Written problem ▸
Answer these questions using the case summary below, numbering your answers to match.
1. How old are the daughter and the son?
2. When is Mother's projected release?
3. Which court affirmed the termination of both parents' rights?

Start of Document section

845 N.W.2d 366
S.D.2014Background
- Mother (27) and Father (26) have two young children at issue (daughter age 2, son age 1); both parents have histories of substance abuse, criminal convictions, and repeated DSS involvement.
- DSS received multiple reports beginning in 2010 (marijuana use during pregnancy, positive UAs, child injuries/neglect); parents absconded from treatment and had periods of incarceration.
- Both children were adjudicated abused or neglected in 2012; DSS obtained legal custody and placed the children in foster care; the two cases were consolidated.
- Father spent most of the children’s lives incarcerated or unavailable; he had subsequent drug and felony charges and inconsistent participation in services and visits upon release.
- Mother engaged in programming and completed classes while incarcerated, but remained incarcerated with a projected release in June 2015, creating a lengthy delay to reunification and ongoing risk concerns.
- The circuit court terminated both parents’ rights, finding statutory exceptions to the reasonable-efforts requirement (SDCL 26-8A-21.1) and statutory grounds for termination (SDCL 26-8A-26.1); parents appealed and the Supreme Court affirmed.

End of Document section
Start of Data excerpts

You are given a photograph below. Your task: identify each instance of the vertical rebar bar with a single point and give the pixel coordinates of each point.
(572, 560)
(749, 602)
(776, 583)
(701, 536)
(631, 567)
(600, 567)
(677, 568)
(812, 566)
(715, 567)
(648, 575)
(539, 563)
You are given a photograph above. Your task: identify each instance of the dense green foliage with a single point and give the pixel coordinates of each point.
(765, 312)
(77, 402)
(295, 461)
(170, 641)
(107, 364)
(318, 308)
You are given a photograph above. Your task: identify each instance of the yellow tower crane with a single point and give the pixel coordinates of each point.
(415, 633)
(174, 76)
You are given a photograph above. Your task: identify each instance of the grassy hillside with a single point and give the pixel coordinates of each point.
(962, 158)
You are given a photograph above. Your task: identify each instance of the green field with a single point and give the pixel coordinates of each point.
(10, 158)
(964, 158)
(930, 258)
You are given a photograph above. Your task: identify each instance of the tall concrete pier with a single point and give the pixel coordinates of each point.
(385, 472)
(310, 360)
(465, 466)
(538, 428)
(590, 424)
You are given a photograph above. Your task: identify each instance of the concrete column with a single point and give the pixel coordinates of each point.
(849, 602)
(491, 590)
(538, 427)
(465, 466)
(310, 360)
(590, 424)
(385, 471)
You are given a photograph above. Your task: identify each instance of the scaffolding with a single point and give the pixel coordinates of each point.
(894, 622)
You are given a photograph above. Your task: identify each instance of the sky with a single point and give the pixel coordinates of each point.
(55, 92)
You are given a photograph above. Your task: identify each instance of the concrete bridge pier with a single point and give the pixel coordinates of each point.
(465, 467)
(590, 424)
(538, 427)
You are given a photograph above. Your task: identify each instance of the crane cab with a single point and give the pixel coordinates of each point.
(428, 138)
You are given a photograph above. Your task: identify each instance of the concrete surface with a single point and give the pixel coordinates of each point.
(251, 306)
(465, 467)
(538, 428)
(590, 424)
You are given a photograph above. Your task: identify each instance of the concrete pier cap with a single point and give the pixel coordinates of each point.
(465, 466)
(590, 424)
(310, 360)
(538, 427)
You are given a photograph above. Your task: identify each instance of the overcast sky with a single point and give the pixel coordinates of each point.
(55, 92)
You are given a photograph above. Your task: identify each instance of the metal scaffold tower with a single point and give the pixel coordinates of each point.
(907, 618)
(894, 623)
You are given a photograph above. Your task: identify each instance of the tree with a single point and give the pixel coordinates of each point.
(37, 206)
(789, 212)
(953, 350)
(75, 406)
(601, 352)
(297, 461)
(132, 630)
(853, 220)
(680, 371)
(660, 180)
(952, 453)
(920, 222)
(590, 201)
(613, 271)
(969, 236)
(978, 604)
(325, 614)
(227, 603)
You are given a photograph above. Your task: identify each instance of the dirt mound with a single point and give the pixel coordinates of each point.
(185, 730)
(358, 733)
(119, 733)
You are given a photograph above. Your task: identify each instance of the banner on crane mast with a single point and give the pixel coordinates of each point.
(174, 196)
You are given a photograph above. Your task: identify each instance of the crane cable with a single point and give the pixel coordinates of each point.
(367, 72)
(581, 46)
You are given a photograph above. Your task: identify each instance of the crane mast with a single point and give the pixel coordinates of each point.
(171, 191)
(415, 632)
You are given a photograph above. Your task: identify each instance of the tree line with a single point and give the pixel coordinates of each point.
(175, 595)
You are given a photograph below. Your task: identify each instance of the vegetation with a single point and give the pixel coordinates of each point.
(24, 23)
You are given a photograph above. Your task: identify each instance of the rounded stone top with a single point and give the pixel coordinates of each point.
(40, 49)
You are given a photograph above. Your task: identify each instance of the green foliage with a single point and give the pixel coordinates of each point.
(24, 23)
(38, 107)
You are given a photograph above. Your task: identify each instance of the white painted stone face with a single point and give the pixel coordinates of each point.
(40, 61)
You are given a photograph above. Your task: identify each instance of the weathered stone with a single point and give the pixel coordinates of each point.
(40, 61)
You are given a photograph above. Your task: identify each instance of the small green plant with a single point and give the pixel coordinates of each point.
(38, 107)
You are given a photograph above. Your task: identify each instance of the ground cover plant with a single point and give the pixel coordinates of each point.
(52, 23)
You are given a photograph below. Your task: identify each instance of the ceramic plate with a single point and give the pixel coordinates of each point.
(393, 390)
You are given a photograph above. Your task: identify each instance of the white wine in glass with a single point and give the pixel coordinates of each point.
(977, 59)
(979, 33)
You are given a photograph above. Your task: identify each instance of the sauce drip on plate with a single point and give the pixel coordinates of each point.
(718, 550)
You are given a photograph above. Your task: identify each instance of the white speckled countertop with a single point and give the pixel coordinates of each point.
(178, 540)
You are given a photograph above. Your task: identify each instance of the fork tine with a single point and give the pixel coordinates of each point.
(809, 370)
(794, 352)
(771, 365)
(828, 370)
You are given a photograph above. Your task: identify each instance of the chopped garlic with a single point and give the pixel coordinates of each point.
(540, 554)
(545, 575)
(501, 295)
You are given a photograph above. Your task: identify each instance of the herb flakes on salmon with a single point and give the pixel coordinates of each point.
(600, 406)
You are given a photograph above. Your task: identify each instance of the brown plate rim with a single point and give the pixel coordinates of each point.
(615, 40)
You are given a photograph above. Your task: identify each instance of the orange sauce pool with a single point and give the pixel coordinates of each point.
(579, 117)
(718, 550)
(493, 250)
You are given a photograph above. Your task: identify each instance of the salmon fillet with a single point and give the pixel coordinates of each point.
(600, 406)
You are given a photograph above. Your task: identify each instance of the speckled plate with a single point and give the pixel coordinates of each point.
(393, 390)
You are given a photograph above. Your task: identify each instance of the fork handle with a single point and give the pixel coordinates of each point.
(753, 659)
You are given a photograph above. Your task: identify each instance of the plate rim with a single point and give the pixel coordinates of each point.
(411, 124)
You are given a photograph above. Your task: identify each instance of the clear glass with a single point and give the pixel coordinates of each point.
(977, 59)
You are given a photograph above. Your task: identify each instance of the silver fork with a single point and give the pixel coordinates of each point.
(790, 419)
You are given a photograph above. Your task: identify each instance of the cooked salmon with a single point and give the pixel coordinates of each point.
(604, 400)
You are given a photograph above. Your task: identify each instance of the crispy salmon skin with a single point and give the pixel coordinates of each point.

End of Data excerpts

Answer below ▸
1. The daughter is 2 and the son is 1.
2. June 2015.
3. The Supreme Court.